| Given entries |
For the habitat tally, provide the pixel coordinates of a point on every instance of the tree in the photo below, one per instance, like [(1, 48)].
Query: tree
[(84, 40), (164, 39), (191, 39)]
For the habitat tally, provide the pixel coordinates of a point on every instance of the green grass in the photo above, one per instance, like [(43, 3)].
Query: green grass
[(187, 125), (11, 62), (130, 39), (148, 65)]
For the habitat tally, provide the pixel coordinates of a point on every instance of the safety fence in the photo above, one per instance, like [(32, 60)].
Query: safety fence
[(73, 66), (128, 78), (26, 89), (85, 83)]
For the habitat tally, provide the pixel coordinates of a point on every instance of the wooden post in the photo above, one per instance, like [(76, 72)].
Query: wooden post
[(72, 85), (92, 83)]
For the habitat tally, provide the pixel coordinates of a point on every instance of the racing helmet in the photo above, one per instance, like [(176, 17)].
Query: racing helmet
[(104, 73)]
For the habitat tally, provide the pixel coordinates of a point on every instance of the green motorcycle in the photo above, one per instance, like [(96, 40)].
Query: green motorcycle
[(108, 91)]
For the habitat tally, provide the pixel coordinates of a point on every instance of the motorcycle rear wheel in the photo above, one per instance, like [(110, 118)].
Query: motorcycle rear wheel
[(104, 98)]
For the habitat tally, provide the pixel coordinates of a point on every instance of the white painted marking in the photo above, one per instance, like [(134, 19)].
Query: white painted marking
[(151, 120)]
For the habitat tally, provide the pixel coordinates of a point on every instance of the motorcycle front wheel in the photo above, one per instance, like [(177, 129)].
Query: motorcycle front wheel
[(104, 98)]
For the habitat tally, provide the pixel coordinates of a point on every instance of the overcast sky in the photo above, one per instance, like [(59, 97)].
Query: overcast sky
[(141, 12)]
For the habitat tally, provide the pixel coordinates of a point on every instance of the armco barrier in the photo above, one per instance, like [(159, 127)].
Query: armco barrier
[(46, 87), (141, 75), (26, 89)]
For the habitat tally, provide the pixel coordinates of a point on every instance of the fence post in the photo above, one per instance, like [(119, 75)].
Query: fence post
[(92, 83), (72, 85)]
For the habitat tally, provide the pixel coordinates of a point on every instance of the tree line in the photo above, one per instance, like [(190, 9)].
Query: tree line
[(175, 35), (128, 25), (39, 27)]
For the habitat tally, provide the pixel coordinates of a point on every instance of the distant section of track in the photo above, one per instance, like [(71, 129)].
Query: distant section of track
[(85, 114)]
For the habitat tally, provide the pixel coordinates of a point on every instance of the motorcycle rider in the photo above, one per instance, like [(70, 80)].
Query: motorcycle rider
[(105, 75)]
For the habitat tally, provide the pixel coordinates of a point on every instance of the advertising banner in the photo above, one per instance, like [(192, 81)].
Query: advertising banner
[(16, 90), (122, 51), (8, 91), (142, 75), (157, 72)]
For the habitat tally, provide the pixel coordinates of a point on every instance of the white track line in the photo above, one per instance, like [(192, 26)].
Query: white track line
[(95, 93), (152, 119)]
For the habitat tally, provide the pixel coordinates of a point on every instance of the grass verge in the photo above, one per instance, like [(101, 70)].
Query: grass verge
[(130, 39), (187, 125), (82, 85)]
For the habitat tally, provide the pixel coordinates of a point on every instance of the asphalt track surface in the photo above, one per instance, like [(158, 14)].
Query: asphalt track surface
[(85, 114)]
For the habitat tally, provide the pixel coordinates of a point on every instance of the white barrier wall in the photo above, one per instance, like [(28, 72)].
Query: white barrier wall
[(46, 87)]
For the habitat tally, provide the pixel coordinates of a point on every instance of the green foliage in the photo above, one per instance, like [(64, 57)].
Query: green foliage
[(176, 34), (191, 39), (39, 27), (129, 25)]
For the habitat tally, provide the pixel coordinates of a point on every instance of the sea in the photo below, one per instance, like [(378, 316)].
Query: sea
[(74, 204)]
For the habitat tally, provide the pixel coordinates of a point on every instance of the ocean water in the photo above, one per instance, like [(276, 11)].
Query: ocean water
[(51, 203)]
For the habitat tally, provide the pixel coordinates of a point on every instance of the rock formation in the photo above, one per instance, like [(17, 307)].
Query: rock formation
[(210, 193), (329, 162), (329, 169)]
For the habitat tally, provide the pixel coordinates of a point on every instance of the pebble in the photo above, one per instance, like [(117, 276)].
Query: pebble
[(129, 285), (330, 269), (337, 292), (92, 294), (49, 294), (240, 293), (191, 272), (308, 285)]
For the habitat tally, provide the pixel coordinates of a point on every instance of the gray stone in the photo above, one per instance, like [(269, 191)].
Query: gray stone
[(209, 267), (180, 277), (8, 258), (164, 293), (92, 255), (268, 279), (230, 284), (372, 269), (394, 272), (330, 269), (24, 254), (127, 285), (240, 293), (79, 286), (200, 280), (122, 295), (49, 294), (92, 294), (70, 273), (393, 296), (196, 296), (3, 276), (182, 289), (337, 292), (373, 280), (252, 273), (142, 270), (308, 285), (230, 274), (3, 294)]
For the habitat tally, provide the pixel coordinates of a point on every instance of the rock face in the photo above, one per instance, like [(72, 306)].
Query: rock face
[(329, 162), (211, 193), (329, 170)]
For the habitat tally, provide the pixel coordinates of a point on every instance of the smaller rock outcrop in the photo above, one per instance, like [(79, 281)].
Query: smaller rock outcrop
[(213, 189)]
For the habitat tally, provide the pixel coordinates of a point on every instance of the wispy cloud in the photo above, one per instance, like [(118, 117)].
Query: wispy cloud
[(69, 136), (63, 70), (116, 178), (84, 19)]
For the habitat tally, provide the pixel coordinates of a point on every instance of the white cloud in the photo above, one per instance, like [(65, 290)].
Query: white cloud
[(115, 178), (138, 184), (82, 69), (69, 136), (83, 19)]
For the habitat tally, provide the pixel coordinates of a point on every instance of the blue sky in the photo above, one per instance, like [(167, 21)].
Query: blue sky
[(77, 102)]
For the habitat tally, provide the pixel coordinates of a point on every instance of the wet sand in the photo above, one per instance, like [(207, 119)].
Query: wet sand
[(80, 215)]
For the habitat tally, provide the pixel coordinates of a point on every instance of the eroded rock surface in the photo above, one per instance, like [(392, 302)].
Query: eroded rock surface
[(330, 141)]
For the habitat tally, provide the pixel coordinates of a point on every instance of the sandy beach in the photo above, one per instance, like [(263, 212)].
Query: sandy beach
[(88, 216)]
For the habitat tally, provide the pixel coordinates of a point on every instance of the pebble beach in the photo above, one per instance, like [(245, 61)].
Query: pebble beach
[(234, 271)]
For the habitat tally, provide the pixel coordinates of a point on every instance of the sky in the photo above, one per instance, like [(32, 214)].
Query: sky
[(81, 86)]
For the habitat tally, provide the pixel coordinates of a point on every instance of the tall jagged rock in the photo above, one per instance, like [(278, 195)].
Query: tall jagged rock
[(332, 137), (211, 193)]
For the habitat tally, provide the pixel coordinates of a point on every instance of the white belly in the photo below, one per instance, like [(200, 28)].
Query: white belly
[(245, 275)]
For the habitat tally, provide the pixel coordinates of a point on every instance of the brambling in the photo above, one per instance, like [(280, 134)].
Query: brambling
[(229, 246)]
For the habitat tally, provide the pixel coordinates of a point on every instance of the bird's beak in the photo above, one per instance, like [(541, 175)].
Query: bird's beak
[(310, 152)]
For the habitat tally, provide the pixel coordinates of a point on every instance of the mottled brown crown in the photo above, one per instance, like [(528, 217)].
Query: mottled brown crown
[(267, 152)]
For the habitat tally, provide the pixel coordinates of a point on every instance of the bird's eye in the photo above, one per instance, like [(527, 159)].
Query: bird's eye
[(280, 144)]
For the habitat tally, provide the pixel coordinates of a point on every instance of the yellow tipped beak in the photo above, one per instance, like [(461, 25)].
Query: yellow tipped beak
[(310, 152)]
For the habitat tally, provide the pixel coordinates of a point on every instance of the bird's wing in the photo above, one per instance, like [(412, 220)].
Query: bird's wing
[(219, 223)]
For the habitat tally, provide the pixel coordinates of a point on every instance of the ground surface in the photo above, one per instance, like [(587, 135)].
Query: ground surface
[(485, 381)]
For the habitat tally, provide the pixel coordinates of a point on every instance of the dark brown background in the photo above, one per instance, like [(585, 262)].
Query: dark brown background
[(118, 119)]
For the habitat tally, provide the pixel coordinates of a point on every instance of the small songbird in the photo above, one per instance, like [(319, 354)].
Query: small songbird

| Given request |
Reproduce the lines in the records above without any change, starting at the line that contains "like [(245, 61)]." and ending at the line that contains "[(234, 271)]", with both of those lines included.

| The result |
For the habitat tally, provide the pixel coordinates of a point on every instance of the pebble beach in the photo above, one per instance, like [(245, 61)].
Query: pebble beach
[(234, 271)]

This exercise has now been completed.